== Data to examine

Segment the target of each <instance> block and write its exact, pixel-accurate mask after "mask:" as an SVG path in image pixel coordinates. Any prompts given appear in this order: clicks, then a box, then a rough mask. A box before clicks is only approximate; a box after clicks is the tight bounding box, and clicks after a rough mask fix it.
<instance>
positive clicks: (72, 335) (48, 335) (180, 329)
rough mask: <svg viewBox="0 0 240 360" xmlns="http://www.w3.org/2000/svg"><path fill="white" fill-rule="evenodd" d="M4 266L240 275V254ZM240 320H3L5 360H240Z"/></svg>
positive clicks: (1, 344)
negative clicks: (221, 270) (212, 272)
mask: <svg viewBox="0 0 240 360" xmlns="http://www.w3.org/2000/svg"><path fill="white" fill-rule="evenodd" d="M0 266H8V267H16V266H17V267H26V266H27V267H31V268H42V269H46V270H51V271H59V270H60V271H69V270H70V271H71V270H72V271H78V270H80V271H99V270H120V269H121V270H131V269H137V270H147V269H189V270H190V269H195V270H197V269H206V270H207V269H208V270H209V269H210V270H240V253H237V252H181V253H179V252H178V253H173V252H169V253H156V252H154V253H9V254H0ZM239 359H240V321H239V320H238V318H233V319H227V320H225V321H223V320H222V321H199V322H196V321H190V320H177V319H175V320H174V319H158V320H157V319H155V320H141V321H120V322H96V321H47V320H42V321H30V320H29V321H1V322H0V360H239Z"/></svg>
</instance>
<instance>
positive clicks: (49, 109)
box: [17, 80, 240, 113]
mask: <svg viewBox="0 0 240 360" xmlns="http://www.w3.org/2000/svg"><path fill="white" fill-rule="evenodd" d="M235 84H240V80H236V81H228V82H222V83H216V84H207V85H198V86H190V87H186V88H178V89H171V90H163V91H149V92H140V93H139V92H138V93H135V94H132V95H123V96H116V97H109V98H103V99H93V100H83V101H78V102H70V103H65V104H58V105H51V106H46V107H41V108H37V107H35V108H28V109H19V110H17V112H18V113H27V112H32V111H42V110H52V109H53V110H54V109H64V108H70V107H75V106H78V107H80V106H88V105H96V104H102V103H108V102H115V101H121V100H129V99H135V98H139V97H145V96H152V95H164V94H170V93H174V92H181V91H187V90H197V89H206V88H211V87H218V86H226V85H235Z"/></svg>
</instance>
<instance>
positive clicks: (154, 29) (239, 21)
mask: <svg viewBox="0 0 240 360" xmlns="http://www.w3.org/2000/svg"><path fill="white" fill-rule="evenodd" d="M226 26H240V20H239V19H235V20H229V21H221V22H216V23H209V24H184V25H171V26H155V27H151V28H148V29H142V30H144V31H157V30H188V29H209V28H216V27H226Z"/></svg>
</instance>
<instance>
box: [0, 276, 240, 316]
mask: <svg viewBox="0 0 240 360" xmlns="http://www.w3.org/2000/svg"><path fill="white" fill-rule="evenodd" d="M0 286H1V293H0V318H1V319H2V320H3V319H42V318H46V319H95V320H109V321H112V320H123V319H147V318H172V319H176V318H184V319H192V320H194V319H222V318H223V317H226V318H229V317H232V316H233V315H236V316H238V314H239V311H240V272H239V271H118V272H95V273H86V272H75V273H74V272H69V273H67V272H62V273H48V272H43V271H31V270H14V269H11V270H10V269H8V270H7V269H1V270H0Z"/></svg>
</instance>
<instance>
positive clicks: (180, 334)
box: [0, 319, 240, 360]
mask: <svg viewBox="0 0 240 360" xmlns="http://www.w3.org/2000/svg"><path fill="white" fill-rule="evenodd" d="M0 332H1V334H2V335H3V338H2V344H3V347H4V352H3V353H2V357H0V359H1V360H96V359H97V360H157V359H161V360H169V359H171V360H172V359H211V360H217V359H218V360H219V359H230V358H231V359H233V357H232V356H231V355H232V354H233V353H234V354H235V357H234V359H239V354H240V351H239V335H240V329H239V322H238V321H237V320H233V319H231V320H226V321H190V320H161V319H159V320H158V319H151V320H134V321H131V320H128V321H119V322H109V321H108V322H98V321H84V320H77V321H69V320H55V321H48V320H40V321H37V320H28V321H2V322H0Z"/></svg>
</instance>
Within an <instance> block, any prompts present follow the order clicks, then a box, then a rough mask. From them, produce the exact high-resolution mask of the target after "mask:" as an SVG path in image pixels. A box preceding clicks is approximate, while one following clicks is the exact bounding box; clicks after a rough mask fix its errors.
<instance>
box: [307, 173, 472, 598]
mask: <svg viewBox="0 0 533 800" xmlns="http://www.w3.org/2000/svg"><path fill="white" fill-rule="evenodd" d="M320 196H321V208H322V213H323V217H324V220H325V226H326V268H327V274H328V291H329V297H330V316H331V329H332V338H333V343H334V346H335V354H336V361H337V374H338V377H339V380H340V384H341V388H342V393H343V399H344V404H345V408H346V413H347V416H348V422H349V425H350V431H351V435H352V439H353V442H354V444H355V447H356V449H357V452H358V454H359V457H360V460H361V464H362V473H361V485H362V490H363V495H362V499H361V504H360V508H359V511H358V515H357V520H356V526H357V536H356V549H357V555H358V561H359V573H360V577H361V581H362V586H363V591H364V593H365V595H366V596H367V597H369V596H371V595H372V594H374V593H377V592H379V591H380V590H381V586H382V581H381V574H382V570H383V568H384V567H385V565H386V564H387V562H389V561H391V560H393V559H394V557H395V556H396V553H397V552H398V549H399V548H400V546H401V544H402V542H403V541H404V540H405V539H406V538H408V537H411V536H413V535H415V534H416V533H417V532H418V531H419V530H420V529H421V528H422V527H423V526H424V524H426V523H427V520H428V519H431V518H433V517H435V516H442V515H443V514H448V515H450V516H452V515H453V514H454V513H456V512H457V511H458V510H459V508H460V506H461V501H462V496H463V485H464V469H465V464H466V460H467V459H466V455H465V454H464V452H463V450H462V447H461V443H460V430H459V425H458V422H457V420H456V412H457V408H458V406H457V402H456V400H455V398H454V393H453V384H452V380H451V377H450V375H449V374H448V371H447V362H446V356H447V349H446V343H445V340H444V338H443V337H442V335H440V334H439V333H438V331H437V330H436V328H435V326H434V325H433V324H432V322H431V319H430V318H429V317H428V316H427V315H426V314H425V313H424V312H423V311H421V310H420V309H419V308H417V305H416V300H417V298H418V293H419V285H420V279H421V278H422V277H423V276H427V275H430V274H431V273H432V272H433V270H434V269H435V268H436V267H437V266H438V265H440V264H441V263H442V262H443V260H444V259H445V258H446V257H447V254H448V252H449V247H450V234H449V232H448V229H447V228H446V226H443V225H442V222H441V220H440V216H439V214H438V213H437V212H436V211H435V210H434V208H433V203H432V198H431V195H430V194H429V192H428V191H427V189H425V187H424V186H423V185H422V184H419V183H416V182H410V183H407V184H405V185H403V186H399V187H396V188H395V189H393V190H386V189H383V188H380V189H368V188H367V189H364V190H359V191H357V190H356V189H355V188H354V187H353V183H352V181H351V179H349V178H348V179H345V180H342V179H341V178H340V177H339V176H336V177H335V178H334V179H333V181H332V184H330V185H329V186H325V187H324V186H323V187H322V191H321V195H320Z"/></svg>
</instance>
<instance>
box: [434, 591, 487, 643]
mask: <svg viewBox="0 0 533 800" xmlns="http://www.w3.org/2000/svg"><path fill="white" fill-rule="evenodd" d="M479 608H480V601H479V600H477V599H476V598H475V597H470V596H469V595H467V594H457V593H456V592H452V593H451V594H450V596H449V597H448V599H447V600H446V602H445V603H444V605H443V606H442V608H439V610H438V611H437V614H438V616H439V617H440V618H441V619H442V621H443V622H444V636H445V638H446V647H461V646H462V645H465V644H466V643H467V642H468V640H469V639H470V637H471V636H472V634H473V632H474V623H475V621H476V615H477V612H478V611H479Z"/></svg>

====

▶ Work item: Reproduce all of the material above character for character, keeping every line and its order unchanged.

▶ Written answer:
Segment the target of each <instance> block and write its exact, pixel-accurate mask after "mask:" as an SVG path in image pixel coordinates. Any prompts given appear in this order: clicks, then a box, then a rough mask. A box before clicks is only approximate; a box after clicks is the tight bounding box, and clicks after a rough mask fix it.
<instance>
positive clicks: (72, 335) (48, 335) (180, 329)
rough mask: <svg viewBox="0 0 240 360" xmlns="http://www.w3.org/2000/svg"><path fill="white" fill-rule="evenodd" d="M4 266L240 275V254ZM240 320H3L5 360H240Z"/></svg>
positive clicks: (1, 344)
negative clicks: (221, 270) (212, 272)
mask: <svg viewBox="0 0 240 360" xmlns="http://www.w3.org/2000/svg"><path fill="white" fill-rule="evenodd" d="M0 266H8V267H16V266H17V267H26V266H27V267H31V268H42V269H46V270H51V271H59V270H60V271H69V270H70V271H71V270H72V271H78V270H80V271H99V270H120V269H121V270H131V269H137V270H147V269H189V270H190V269H195V270H197V269H206V270H207V269H208V270H209V269H210V270H240V253H237V252H181V253H179V252H178V253H173V252H169V253H156V252H154V253H9V254H0ZM239 359H240V321H239V320H238V318H233V319H227V320H225V321H223V320H222V321H199V322H196V321H190V320H177V319H175V320H174V319H158V320H157V319H155V320H141V321H120V322H96V321H47V320H42V321H30V320H29V321H1V322H0V360H239Z"/></svg>
</instance>
<instance>
positive clicks: (49, 109)
box: [17, 80, 240, 113]
mask: <svg viewBox="0 0 240 360" xmlns="http://www.w3.org/2000/svg"><path fill="white" fill-rule="evenodd" d="M235 84H240V80H236V81H228V82H222V83H216V84H207V85H198V86H190V87H186V88H178V89H171V90H163V91H149V92H140V93H139V92H138V93H135V94H132V95H123V96H116V97H109V98H103V99H93V100H83V101H78V102H70V103H65V104H58V105H51V106H46V107H41V108H37V107H35V108H28V109H19V110H17V112H18V113H27V112H32V111H42V110H52V109H53V110H54V109H64V108H70V107H75V106H78V107H80V106H88V105H96V104H102V103H108V102H115V101H121V100H129V99H135V98H139V97H145V96H152V95H164V94H170V93H174V92H181V91H187V90H197V89H206V88H211V87H218V86H226V85H235Z"/></svg>
</instance>
<instance>
positive clicks: (154, 29) (239, 21)
mask: <svg viewBox="0 0 240 360" xmlns="http://www.w3.org/2000/svg"><path fill="white" fill-rule="evenodd" d="M226 26H240V20H239V19H235V20H229V21H221V22H216V23H209V24H184V25H171V26H155V27H151V28H148V29H142V30H144V31H157V30H188V29H209V28H216V27H226Z"/></svg>
</instance>
<instance>
box: [0, 276, 240, 316]
mask: <svg viewBox="0 0 240 360" xmlns="http://www.w3.org/2000/svg"><path fill="white" fill-rule="evenodd" d="M0 286H1V293H0V318H1V319H2V320H3V319H42V318H46V319H95V320H109V321H112V320H123V319H147V318H172V319H176V318H184V319H192V320H194V319H222V318H223V317H226V318H229V317H232V316H233V315H236V316H238V314H239V311H240V272H239V271H118V272H95V273H86V272H75V273H74V272H69V273H67V272H62V273H48V272H43V271H31V270H14V269H11V270H10V269H8V270H7V269H1V270H0Z"/></svg>
</instance>
<instance>
positive clicks: (180, 334)
box: [0, 319, 240, 360]
mask: <svg viewBox="0 0 240 360" xmlns="http://www.w3.org/2000/svg"><path fill="white" fill-rule="evenodd" d="M0 332H1V334H2V335H3V338H2V344H3V347H4V352H3V353H2V357H0V359H1V360H96V359H97V360H157V359H161V360H169V359H171V360H172V359H211V360H217V359H218V360H219V359H230V358H231V359H233V357H232V356H231V355H232V354H233V353H234V354H235V357H234V359H239V354H240V351H239V335H240V329H239V322H238V321H237V320H233V319H231V320H226V321H190V320H161V319H159V320H158V319H151V320H134V321H131V320H128V321H119V322H109V321H108V322H98V321H84V320H77V321H69V320H55V321H48V320H40V321H37V320H28V321H2V322H0Z"/></svg>
</instance>
Within an <instance> block, any prompts present follow the order clicks, then a box, then a rough mask. From them, produce the exact high-resolution mask of the target after "mask:" as an SVG path in image pixels. A box preceding clicks is approximate, while one following clicks is the exact bounding box; clicks after a rough mask fix its errors.
<instance>
box: [307, 173, 472, 598]
mask: <svg viewBox="0 0 533 800" xmlns="http://www.w3.org/2000/svg"><path fill="white" fill-rule="evenodd" d="M320 196H321V208H322V213H323V217H324V220H325V226H326V268H327V274H328V291H329V297H330V316H331V329H332V338H333V343H334V346H335V354H336V361H337V374H338V377H339V380H340V384H341V388H342V393H343V399H344V404H345V408H346V413H347V416H348V422H349V425H350V431H351V435H352V439H353V442H354V444H355V447H356V449H357V452H358V454H359V457H360V460H361V464H362V473H361V485H362V490H363V495H362V499H361V504H360V508H359V511H358V515H357V520H356V526H357V536H356V549H357V555H358V561H359V573H360V577H361V581H362V586H363V591H364V593H365V595H366V596H367V597H369V596H371V595H372V594H374V593H377V592H379V591H380V590H381V586H382V581H381V574H382V570H383V568H384V567H385V565H386V564H387V562H389V561H391V560H393V559H394V557H395V556H396V553H397V552H398V549H399V548H400V546H401V544H402V542H403V541H404V540H405V539H406V538H408V537H411V536H413V535H415V534H416V533H417V532H418V531H419V530H420V529H421V528H422V527H423V526H424V524H426V523H427V520H428V519H431V518H433V517H435V516H442V515H443V514H448V515H450V516H452V515H453V514H454V513H456V512H457V511H458V510H459V508H460V506H461V501H462V496H463V485H464V469H465V464H466V460H467V459H466V455H465V454H464V452H463V450H462V447H461V443H460V430H459V425H458V422H457V420H456V412H457V408H458V406H457V402H456V400H455V398H454V393H453V384H452V380H451V377H450V375H449V374H448V371H447V362H446V356H447V349H446V343H445V340H444V338H443V337H442V335H440V334H439V333H438V331H437V330H436V328H435V326H434V325H433V324H432V322H431V319H430V318H429V317H428V316H427V315H426V314H425V313H424V312H423V311H421V310H420V309H419V308H417V305H416V300H417V298H418V293H419V285H420V279H421V278H422V277H423V276H427V275H430V274H431V273H432V272H433V270H434V269H435V268H436V267H437V266H438V265H440V264H441V263H442V262H443V260H444V259H445V258H446V257H447V254H448V252H449V247H450V234H449V232H448V229H447V228H446V226H443V225H442V222H441V220H440V216H439V214H438V213H437V212H436V211H435V210H434V208H433V203H432V198H431V195H430V194H429V192H428V191H427V189H425V187H424V186H423V185H422V184H419V183H416V182H410V183H407V184H405V185H403V186H399V187H396V188H395V189H393V190H386V189H383V188H380V189H368V188H367V189H364V190H359V191H357V190H356V189H355V188H354V187H353V183H352V181H351V179H349V178H348V179H345V180H342V179H341V178H340V177H339V176H336V177H335V178H334V179H333V181H332V184H330V185H329V186H325V187H324V186H323V187H322V191H321V195H320Z"/></svg>
</instance>
<instance>
box: [434, 591, 487, 643]
mask: <svg viewBox="0 0 533 800" xmlns="http://www.w3.org/2000/svg"><path fill="white" fill-rule="evenodd" d="M479 608H480V601H479V600H477V599H476V598H475V597H470V596H469V595H467V594H457V593H456V592H452V593H451V594H450V596H449V597H448V599H447V600H446V602H445V603H444V605H443V606H442V608H439V610H438V611H437V614H438V616H439V617H440V618H441V619H442V621H443V622H444V636H445V638H446V647H461V646H462V645H465V644H466V643H467V642H468V640H469V639H470V637H471V636H472V634H473V632H474V623H475V621H476V615H477V612H478V611H479Z"/></svg>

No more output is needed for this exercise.